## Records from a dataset
•••
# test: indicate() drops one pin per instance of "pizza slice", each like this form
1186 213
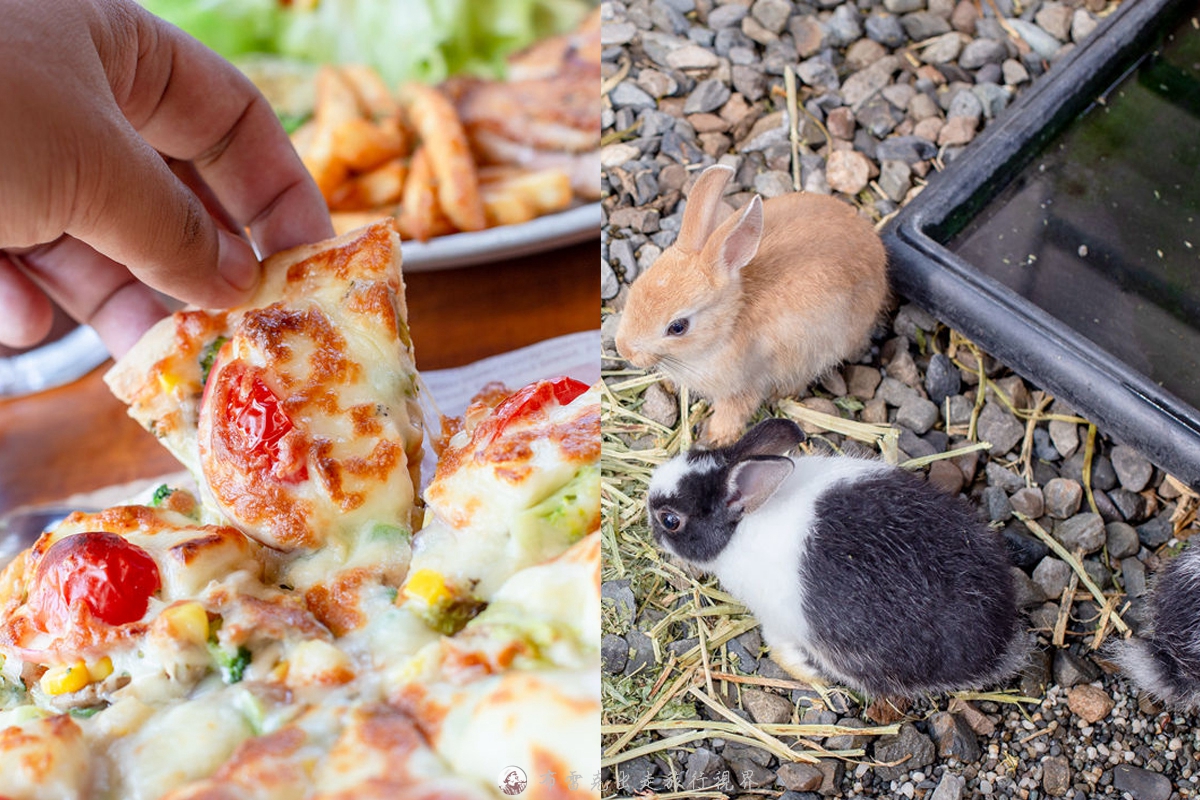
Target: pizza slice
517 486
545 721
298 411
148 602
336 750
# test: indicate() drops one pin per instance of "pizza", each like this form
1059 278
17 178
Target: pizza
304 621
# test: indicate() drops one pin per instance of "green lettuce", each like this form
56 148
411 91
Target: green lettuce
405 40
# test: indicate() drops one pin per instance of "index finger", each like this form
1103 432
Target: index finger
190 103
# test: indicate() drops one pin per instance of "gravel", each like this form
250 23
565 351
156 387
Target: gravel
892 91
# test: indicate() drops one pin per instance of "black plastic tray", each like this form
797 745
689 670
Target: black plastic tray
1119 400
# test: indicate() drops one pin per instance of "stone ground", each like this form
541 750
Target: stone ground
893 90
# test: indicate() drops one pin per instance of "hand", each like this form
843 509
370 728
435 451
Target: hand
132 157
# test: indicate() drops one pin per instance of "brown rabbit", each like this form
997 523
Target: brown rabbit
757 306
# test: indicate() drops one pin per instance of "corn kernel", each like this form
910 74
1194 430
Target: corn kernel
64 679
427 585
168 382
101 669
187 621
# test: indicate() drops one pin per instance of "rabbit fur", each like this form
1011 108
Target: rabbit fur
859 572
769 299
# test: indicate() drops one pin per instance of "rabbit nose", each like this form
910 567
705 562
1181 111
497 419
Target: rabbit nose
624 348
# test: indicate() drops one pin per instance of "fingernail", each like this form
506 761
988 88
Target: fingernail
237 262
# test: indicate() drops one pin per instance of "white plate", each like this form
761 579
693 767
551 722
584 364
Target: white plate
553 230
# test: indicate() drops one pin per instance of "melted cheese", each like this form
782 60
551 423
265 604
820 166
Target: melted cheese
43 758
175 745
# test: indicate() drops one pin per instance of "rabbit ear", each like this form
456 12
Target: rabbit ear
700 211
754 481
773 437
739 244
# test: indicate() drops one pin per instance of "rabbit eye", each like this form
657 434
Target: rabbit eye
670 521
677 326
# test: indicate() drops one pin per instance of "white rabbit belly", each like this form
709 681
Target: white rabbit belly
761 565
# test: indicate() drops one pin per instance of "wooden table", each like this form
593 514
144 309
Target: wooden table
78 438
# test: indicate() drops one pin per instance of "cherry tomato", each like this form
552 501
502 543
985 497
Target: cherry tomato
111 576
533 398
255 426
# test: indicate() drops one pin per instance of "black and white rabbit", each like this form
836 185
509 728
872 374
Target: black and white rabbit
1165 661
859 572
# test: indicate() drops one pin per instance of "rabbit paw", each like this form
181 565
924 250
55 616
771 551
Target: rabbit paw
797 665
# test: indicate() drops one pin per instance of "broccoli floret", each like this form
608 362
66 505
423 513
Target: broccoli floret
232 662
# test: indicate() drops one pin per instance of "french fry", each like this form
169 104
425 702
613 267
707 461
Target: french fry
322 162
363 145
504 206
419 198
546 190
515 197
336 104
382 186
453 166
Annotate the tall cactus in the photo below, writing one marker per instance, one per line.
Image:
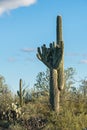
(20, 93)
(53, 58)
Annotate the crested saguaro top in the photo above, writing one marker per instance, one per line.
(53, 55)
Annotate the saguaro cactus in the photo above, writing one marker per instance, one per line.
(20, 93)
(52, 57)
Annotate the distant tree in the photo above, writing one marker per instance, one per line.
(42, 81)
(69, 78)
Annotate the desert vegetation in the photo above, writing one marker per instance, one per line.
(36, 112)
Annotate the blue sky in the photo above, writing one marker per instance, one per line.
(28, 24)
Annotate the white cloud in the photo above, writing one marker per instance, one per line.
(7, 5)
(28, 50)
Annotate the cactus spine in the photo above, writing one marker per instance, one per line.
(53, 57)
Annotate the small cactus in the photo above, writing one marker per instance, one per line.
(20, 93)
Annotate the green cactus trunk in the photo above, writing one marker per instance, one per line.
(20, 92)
•••
## WHAT YOU ARE ASKED TO DO
The lines to copy run from the line containing "Annotate the tall" through the end of the data above; copy exactly those, minus the pictures.

## ANSWER BELOW
Annotate the tall cactus in the photo below, writing one marker per instance, one per line.
Image:
(20, 93)
(53, 58)
Annotate the crested saguaro top in the photo above, writing one marker per instance, one per line.
(53, 55)
Annotate the saguaro cactus in the photo above, writing one marker per instance, one per line.
(20, 93)
(52, 57)
Annotate the distant tree in the photo above, writing one marker per instance, one per line.
(42, 81)
(69, 78)
Annotate the desert vegetation in the photo above, writing one marker per instance, one per line.
(36, 112)
Annotate the blue sky in the photo above, writing one marker per instance, one per line.
(28, 24)
Annotate the white cloud in the photo above, writing one marker per instance, one per line.
(7, 5)
(28, 50)
Annotate the cactus spine in the photo above, writing one marker per instance, one per line.
(53, 57)
Annotate the small cactus in the photo above, writing one marker per instance, one per line.
(20, 93)
Annotate the green cactus trunk in the photo above, writing one marker per instance, one per line.
(20, 92)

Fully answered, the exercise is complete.